§ INSTRUCTIONS FOR THE TASK:
Count the lines in the listing below that contain the word "jersey". Reply with the number alone.

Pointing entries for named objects
>> start
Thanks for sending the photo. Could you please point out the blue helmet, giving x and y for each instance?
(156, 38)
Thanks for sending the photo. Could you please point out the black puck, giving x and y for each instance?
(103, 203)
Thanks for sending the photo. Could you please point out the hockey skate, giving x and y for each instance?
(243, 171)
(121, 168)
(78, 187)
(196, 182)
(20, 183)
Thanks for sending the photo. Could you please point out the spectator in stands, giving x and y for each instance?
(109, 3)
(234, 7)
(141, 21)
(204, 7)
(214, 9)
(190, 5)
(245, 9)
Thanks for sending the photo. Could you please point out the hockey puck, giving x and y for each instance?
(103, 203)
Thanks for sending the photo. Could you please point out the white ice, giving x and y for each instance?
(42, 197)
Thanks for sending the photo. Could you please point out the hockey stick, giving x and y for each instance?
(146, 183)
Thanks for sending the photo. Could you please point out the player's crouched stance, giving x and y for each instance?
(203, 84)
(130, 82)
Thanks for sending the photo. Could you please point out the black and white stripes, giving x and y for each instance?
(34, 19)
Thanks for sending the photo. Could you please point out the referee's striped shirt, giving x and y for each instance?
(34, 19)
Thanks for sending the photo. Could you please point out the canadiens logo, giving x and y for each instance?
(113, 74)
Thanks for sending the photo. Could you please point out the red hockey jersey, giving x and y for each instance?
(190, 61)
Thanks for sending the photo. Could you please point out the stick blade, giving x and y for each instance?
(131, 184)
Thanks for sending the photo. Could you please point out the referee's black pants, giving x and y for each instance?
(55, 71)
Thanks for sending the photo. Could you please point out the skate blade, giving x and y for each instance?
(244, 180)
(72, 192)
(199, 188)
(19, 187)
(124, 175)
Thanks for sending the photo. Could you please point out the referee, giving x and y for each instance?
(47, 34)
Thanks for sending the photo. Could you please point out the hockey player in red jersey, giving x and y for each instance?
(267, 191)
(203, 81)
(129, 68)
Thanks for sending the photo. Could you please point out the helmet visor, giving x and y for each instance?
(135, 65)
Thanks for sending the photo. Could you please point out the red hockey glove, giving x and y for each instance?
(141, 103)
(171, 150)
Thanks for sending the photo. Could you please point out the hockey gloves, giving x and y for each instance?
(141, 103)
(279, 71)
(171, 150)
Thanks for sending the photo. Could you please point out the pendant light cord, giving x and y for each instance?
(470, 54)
>> end
>> start
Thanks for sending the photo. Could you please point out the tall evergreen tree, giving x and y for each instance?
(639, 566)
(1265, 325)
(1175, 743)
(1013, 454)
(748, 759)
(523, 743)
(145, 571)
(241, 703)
>> end
§ SOLVED EXERCISE:
2